— START OF RECORDS FOR THIS EXERCISE —

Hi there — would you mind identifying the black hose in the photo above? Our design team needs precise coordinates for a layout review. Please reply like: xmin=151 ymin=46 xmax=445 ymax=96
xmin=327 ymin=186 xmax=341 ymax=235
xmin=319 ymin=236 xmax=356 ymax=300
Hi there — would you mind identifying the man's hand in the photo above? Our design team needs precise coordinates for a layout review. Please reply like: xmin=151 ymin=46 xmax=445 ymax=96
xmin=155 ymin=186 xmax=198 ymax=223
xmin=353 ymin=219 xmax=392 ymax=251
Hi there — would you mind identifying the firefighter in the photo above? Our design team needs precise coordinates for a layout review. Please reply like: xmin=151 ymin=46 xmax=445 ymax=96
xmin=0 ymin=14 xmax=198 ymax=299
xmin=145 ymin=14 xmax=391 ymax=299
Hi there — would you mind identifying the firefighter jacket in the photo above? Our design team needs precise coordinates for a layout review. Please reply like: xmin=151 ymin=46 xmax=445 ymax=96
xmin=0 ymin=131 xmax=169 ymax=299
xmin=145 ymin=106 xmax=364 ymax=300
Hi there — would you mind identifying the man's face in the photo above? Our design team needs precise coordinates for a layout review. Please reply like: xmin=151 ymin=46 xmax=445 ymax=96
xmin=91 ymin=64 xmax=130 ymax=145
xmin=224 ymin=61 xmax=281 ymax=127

— END OF RECORDS FOR THIS EXERCISE —

Convert everything from the line containing "Hi there — would you mind identifying the man's face" down to the end of the rows into a JSON list of strings, one string per line, with blank lines omitted.

§ ANSWER TO THE EXERCISE:
[
  "Hi there — would you mind identifying the man's face in the photo above? Our design team needs precise coordinates for a layout review. Please reply like: xmin=151 ymin=46 xmax=445 ymax=96",
  "xmin=91 ymin=64 xmax=130 ymax=145",
  "xmin=224 ymin=61 xmax=281 ymax=127"
]